Objective >>
Count how many lines in the records contain the string "water", where case matters, and reply with only that number.

-- begin --

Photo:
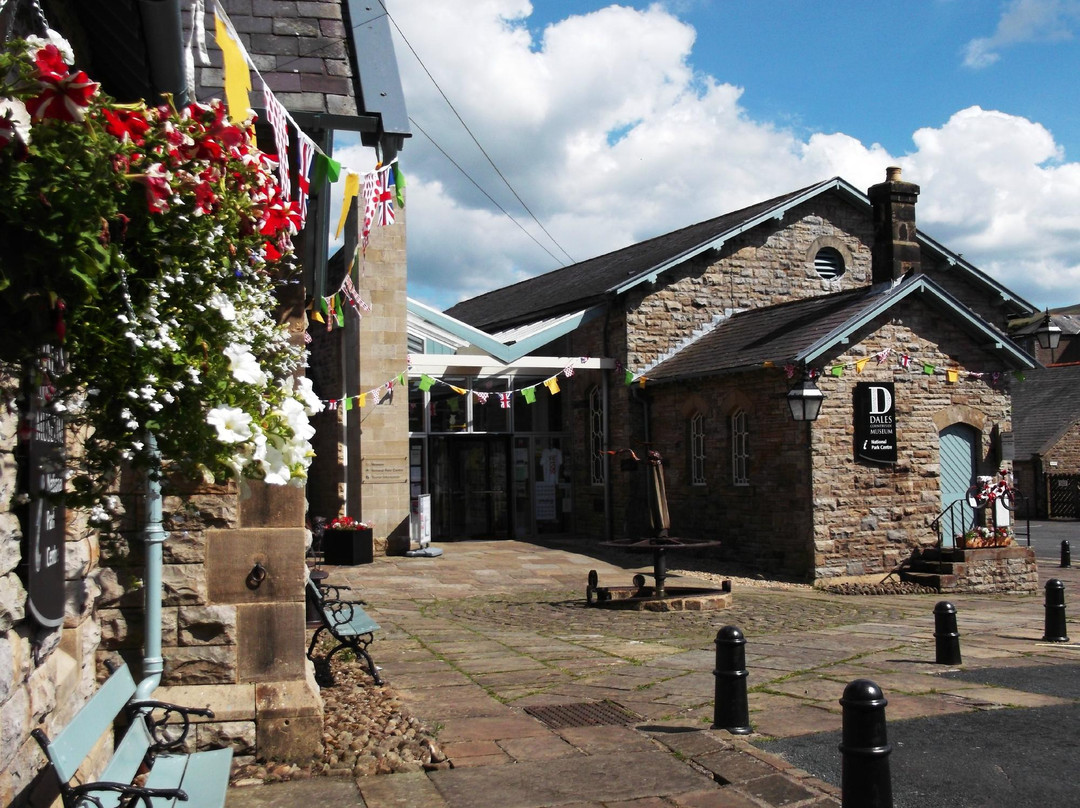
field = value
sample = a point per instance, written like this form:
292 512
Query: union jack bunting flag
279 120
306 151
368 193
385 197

-- end --
-- begin --

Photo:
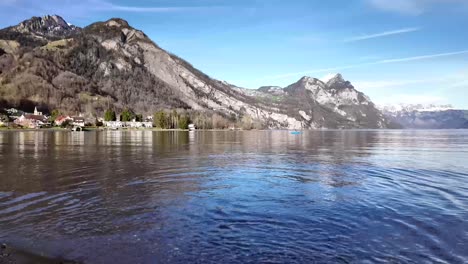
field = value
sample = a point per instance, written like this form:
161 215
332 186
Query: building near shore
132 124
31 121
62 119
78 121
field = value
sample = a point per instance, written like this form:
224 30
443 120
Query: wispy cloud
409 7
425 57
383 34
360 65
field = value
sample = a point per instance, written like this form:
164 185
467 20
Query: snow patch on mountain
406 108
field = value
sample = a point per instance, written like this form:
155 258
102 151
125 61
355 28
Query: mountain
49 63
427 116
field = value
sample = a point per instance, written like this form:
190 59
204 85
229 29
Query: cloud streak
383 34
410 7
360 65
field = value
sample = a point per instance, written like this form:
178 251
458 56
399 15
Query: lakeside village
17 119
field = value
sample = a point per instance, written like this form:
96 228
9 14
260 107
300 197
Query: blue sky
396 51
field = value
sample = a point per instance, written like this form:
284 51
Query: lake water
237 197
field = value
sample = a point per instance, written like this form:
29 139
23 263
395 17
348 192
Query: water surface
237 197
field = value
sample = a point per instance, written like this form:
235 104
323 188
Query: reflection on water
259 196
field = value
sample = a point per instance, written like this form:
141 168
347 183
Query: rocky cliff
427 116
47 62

-- end --
-- begin --

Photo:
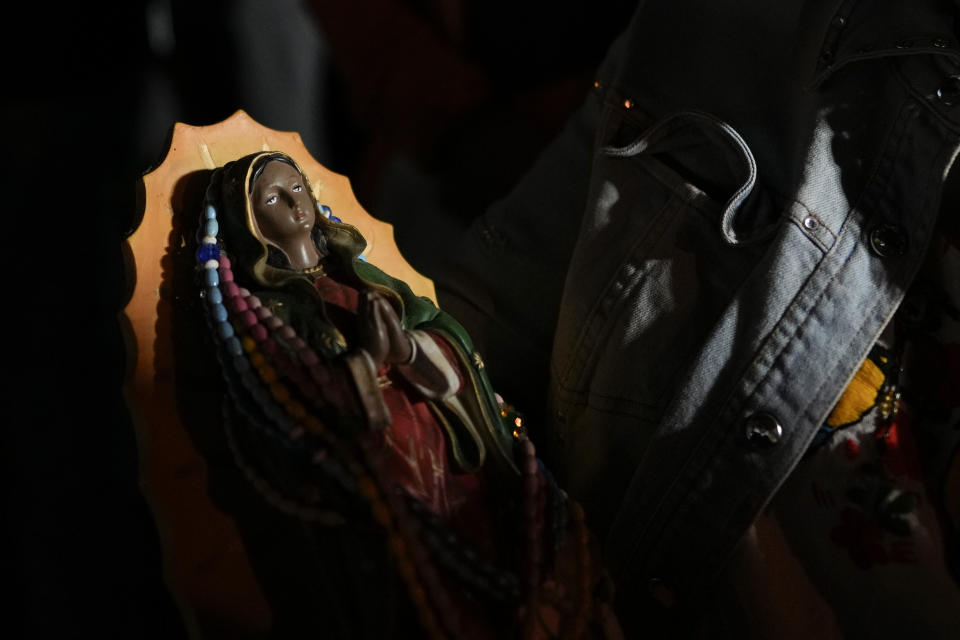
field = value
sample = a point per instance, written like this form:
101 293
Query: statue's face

-- end --

Solution to this problem >>
3